Das «Kriegsschiff mit Kanone» ziert im Kunstmuseum Bern eine ganze Wand. Miriam Cahn zeichnete die expressive Serie im XXL-Format. Mit Kohle und geschlossenen Augen, liegend, kriechend, kauernd. Eine furiose Performance, bei der sich die 69-jährige Baslerin einst nachhaltig den Rücken ruinierte.
Cahn geht ans Limit. Ihre Bilder wirken hingeschleudert wie im Zorn. Sie legen zwischenmenschliche Beschädigungen frei, zeigen Gewalt und Geilheit, Zärtlichkeit und Schmerz, Verführung und Verstümmelung. «Wut ist ein guter Motor», sagt sie trocken lächelnd. «Altersmilde ist von mir nicht mehr zu erwarten.»
«Sexraum»: Das pornografische Kabinett
«Ich als Mensch» heisst die Solo-Schau (bis 16. Juni), die sie selber kuratiert und gehängt hat. Ihre Kampfansage an die Erwartungen einer «weiblichen Ästhetik» umfasst 180 expressive Arbeiten aus allen Schaffensperioden. Sie geben Einblick in das Werk einer Frau, die wie keine zweite das Ausstellungsjahr 2019 rockt.
Miriam Cahn erscheint mit verstrubbelten Haaren herrlich uneitel zum Pressetermin. Mit ihrer orangen Weste ist sie schon von Weitem zu erkennen. Gängige Schönheitsideale sind ihr wurscht. Auch Small Talk liegt ihr nicht besonders. Lieber kommt sie gleich zur Sache. Und erläutert den Kunstsachverständigen, wie sie schockiert war, als sie die Museumsräume zum ersten Mal betrat: «Ich fand die abgedeckten Fenster und Zwischenwände unerträglich.»

* AUFGABE *
Gib den obigen Textauszug über Miriam Cahn vollständig und wortwörtlich wieder.

* ROHDATEN *
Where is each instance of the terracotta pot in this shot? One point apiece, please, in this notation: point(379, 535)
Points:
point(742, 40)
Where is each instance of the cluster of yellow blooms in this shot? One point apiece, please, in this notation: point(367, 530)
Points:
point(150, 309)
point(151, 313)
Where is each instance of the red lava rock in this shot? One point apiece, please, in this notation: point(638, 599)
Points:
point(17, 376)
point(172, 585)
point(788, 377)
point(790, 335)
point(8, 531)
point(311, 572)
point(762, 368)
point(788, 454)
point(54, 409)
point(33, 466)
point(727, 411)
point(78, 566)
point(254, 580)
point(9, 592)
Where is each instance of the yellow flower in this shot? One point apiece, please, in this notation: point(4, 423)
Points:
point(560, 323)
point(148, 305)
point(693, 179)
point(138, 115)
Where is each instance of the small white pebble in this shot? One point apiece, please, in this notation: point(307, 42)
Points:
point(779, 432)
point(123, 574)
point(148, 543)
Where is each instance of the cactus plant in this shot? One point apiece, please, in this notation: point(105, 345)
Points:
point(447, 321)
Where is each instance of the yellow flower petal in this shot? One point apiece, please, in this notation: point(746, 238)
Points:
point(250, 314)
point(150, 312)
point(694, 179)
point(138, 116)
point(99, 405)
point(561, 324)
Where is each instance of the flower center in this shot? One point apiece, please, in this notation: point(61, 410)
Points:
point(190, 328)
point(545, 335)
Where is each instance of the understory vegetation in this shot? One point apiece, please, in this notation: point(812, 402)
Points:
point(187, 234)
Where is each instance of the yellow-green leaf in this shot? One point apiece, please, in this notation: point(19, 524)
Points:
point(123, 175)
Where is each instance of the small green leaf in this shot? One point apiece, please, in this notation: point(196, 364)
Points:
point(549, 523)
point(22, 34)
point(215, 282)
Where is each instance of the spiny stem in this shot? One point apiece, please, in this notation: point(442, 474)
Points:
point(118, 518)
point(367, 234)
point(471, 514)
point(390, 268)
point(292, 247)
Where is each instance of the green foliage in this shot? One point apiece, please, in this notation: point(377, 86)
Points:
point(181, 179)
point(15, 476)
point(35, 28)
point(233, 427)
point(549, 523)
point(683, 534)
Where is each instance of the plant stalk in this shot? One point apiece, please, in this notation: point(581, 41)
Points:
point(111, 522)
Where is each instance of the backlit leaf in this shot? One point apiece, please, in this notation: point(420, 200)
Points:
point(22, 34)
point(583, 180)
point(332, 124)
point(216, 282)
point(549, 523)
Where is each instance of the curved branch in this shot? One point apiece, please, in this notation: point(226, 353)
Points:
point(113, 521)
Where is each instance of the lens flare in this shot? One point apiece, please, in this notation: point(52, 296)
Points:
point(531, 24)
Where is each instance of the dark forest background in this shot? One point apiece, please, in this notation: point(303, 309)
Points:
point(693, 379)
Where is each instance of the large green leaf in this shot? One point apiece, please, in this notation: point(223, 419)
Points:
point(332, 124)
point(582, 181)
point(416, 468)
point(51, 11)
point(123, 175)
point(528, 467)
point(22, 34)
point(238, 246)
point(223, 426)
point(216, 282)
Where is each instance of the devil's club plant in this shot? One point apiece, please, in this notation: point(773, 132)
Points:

* ANTWORTFELD *
Das «Kriegsschiff mit Kanone» ziert im Kunstmuseum Bern eine ganze Wand. Miriam Cahn zeichnete die expressive Serie im XXL-Format. Mit Kohle und geschlossenen Augen, liegend, kriechend, kauernd. Eine furiose Performance, bei der sich die 69-jährige Baslerin einst nachhaltig den Rücken ruinierte.
Cahn geht ans Limit. Ihre Bilder wirken hingeschleudert wie im Zorn. Sie legen zwischenmenschliche Beschädigungen frei, zeigen Gewalt und Geilheit, Zärtlichkeit und Schmerz, Verführung und Verstümmelung. «Wut ist ein guter Motor», sagt sie trocken lächelnd. «Altersmilde ist von mir nicht mehr zu erwarten.»
«Sexraum»: Das pornografische Kabinett
«Ich als Mensch» heisst die Solo-Schau (bis 16. Juni), die sie selber kuratiert und gehängt hat. Ihre Kampfansage an die Erwartungen einer «weiblichen Ästhetik» umfasst 180 expressive Arbeiten aus allen Schaffensperioden. Sie geben Einblick in das Werk einer Frau, die wie keine zweite das Ausstellungsjahr 2019 rockt.
Miriam Cahn erscheint mit verstrubbelten Haaren herrlich uneitel zum Pressetermin. Mit ihrer orangen Weste ist sie schon von Weitem zu erkennen. Gängige Schönheitsideale sind ihr wurscht. Auch Small Talk liegt ihr nicht besonders. Lieber kommt sie gleich zur Sache. Und erläutert den Kunstsachverständigen, wie sie schockiert war, als sie die Museumsräume zum ersten Mal betrat: «Ich fand die abgedeckten Fenster und Zwischenwände unerträglich.»